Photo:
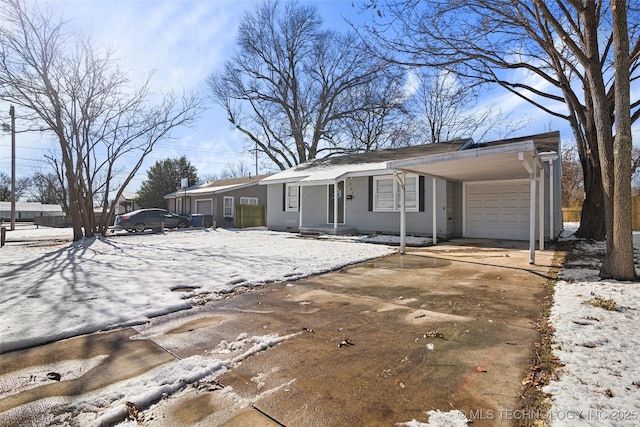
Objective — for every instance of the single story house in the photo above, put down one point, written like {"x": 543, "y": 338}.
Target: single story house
{"x": 504, "y": 189}
{"x": 218, "y": 200}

WHAT IS EXPECTED:
Render every line of the records above as a numbered list, omitting blank lines and the pictures.

COMPLETE RESPONSE:
1. Photo:
2. Objective — for every instance of the single story house in the photo above, put down one point, written like {"x": 543, "y": 338}.
3. Target: single story house
4. {"x": 504, "y": 189}
5. {"x": 218, "y": 200}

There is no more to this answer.